--- BEGIN ---

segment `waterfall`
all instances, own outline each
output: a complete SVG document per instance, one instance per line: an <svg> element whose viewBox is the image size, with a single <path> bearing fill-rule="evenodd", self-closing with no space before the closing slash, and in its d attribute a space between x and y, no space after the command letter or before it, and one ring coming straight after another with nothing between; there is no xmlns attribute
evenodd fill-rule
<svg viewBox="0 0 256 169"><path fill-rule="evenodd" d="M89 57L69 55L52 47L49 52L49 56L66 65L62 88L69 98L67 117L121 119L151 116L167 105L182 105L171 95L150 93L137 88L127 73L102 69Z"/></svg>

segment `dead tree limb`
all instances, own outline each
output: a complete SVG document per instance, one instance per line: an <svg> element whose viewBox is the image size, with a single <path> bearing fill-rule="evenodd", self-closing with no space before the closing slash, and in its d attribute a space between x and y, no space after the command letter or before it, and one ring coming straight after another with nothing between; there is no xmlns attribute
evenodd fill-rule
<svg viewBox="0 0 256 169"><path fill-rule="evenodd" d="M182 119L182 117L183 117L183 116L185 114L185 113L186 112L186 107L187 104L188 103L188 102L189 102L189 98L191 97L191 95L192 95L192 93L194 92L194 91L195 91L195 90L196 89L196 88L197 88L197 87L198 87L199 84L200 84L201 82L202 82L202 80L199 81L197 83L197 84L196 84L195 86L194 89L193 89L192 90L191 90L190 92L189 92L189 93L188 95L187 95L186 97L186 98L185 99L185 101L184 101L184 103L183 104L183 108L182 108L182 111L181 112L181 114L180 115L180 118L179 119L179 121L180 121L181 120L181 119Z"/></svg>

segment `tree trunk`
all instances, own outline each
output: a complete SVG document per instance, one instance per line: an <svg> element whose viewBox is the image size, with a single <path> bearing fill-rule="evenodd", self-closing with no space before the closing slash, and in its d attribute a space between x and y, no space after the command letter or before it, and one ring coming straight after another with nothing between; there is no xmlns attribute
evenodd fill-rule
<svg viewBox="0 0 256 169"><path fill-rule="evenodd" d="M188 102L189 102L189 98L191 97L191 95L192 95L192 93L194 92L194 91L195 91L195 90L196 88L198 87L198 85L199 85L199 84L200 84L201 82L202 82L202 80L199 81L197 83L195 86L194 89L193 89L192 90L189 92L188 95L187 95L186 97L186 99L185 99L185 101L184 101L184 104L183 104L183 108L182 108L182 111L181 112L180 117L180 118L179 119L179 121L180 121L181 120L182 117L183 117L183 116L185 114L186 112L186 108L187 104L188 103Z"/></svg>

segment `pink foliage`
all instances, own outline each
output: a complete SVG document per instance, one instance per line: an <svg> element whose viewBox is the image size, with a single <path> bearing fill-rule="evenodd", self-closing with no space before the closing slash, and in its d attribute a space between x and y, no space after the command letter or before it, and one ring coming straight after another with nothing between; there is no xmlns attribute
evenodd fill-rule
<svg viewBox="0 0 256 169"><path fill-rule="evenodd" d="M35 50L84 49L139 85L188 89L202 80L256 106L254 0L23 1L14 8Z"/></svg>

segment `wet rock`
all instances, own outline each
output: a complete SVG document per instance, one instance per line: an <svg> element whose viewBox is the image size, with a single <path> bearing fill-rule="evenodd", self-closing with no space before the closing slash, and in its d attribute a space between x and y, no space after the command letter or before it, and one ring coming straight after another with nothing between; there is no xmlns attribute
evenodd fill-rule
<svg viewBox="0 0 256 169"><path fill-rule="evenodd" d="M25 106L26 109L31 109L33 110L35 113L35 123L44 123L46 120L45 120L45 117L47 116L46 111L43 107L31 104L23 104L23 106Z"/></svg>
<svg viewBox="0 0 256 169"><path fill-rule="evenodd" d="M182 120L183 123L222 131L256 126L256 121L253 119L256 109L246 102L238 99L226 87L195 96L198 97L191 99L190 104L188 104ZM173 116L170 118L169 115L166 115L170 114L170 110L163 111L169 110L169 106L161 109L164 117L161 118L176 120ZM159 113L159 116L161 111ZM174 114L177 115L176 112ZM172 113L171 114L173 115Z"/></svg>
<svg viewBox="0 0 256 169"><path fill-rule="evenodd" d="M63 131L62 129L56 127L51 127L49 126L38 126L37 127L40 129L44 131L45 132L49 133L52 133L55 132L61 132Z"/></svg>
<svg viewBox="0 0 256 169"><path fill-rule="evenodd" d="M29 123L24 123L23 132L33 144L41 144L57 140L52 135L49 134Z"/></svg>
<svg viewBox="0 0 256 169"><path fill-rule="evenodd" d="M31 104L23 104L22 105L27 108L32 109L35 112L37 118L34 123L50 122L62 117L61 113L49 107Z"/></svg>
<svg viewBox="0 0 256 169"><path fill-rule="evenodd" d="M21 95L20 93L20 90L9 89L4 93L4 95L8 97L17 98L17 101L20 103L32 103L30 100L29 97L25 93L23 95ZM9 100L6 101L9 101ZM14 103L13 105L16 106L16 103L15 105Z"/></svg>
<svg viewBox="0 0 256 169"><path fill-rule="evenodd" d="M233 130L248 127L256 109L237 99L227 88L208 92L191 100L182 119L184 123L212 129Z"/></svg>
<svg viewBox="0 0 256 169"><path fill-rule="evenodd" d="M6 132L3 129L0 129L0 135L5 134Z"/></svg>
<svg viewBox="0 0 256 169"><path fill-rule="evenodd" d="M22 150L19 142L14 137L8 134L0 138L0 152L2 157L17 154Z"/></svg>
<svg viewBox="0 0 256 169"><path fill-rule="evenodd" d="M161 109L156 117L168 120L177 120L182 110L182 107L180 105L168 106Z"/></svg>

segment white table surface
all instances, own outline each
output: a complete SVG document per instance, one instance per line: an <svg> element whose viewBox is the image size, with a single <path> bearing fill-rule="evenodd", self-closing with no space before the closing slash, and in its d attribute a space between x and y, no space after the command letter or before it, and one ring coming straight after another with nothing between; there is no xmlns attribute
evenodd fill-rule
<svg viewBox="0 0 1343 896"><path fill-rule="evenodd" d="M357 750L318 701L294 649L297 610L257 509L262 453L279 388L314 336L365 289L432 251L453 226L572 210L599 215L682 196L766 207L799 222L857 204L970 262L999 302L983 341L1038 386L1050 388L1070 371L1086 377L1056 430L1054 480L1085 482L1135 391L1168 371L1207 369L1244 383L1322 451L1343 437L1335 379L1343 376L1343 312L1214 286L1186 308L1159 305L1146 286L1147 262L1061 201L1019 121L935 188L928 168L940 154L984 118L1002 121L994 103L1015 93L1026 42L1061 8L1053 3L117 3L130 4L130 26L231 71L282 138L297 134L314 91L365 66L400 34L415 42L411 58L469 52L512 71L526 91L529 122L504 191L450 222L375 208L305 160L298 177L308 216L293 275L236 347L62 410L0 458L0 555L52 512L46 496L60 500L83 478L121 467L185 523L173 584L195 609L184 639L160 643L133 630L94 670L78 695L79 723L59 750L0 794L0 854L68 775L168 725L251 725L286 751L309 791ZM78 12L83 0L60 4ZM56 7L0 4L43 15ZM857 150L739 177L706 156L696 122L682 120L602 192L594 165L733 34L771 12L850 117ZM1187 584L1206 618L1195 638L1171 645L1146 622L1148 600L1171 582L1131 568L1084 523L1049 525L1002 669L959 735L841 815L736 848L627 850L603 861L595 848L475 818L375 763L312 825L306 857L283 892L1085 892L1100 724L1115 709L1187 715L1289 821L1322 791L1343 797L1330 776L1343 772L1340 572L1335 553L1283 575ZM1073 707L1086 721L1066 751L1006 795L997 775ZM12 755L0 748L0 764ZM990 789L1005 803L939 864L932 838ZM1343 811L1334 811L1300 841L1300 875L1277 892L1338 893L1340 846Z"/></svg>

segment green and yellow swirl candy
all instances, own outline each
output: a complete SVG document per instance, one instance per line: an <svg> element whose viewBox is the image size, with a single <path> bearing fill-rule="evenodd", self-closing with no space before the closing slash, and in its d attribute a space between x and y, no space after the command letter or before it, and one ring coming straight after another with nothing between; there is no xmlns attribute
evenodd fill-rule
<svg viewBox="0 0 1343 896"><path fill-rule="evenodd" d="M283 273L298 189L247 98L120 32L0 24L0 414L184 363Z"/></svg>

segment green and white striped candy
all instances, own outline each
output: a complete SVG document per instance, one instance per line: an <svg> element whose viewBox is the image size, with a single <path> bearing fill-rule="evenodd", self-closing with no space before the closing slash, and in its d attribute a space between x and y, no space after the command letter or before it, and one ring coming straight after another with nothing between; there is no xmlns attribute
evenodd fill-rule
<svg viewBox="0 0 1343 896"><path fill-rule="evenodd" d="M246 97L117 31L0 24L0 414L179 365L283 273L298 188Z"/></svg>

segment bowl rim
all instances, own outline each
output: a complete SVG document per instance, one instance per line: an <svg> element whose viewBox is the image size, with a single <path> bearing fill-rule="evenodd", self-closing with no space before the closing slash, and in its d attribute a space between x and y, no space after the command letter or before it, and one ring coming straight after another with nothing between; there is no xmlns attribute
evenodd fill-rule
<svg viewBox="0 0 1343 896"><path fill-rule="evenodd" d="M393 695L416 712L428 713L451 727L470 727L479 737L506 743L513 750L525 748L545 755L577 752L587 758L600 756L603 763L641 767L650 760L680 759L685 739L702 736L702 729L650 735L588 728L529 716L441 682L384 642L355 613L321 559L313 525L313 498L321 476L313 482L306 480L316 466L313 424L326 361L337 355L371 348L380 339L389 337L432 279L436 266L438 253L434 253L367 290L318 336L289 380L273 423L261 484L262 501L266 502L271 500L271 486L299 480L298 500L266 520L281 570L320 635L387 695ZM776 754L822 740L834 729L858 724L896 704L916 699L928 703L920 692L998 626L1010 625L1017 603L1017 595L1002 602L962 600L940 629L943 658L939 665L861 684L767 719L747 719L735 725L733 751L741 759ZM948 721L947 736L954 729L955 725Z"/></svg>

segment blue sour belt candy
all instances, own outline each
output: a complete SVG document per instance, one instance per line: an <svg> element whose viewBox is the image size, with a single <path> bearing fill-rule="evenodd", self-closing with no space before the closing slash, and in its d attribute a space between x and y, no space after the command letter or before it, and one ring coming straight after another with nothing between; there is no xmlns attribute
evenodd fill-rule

--- END ---

Exercise description
Exactly reproduce the lines that run from the line with "segment blue sour belt candy" through the last line of the records, inclusive.

Exercise result
segment blue sour belt candy
all instances, own outline each
output: a complete SVG document per instance, one instance per line: an <svg> element whose viewBox is the image size, with a single <path> bearing fill-rule="evenodd", self-closing with no space before the closing slash, and in its d attribute a space between x and y, no space after the command letter or before it, and one ring coming straight after another with nothing between; there is no xmlns attribute
evenodd fill-rule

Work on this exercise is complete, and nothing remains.